## [Excerpt]
★ ★ ★ ★ ★ ★ ★

# I need a platform that allows bulk code entry



## cudderbean (17 March 2010)

I do a lot of my analysis in Bullcharts and Excel where I can in nanoseconds assemble a list of the codes in any format. I want to be able to bulk enter   “in one hit”    into a broker watchlist a whole string of up to 30 - 40 codes  from Excel as   (csv) BHP,CBA,WBC or  (space separated) BHP CBA WBC  or 
(vertical Excel list)
BHP
CBA
WBC

Previously on the Westpac platform I could do this (it used to be a wonderful site!), but with the new platform they have thrown the baby out with the bathwater and I now must tediously enter the codes one at a time into a separate code box for each code eg. BHP click down to the next box CBA click down to the next box WC..   ooops .. back space …WBC click down to the next box. I feel like some medieval monk hand copying the bible when the monastery used to own a printing press.

So now I’m looking for a new broker. I have tried Macquarie Edge, Bell Direct, and Commsec. They were very helpful and prompt in reply, but unfortunately they tell me you must tediously enter codes one at a time on their platform also. A friend uses Etrade WebIress and she says yes they do have this bulk entry feature, but I don’t like their hefty brokerage rates, and would prefer an alternative if there is one.

★ ★ ★ ★ ★ ★ ★

## [Exercise inputs]
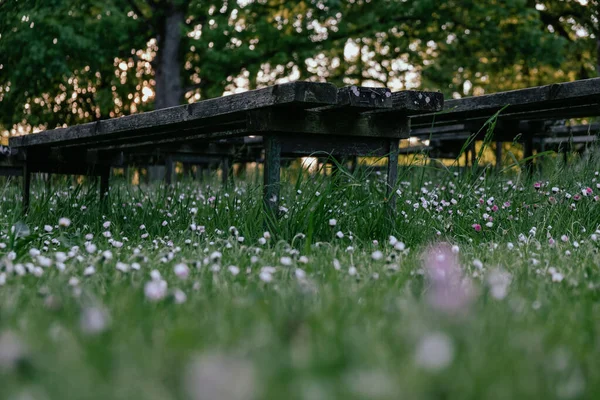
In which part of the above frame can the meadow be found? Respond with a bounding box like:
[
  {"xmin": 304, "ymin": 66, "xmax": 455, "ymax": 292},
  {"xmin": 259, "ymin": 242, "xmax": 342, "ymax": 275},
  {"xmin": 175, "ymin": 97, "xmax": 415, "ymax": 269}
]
[{"xmin": 0, "ymin": 152, "xmax": 600, "ymax": 399}]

★ ★ ★ ★ ★ ★ ★

## [Tasks to complete]
**1)** Rewrite the entry above, the one that comes after the forum post, with "meadow" replaced by "pasture" and everything else unchanged. Leave the picture out.
**2)** Add the next part of the forum post about entering stock codes in bulk into a broker watchlist.

## [Replies]
**1)**
In which part of the above frame can the pasture be found? Respond with a bounding box like:
[
  {"xmin": 304, "ymin": 66, "xmax": 455, "ymax": 292},
  {"xmin": 259, "ymin": 242, "xmax": 342, "ymax": 275},
  {"xmin": 175, "ymin": 97, "xmax": 415, "ymax": 269}
]
[{"xmin": 0, "ymin": 152, "xmax": 600, "ymax": 399}]

**2)**
Are any of you out there using an online broker who includes this bulk entry of codes “into” a watchlist feature? The reverse process getting them out of the watchlist and into Excel is easy for me with a simple copy and paste and a macro. It’s the getting the codes INTO the watchlist quickly that I’m looking for.

Thank you for your help

:bier:


----------



## Trembling Hand (17 March 2010)

*Re: I need a platform that allows bulk code entry please*

http://www.interactivebrokers.com/mkt/mktban/index.php?src=asf1


----------



## titl4 (17 March 2010)

*Re: I need a platform that allows bulk code entry please*

or the 3rd party Australian brokers which use the IB platform - Kinetic, Halifax etc.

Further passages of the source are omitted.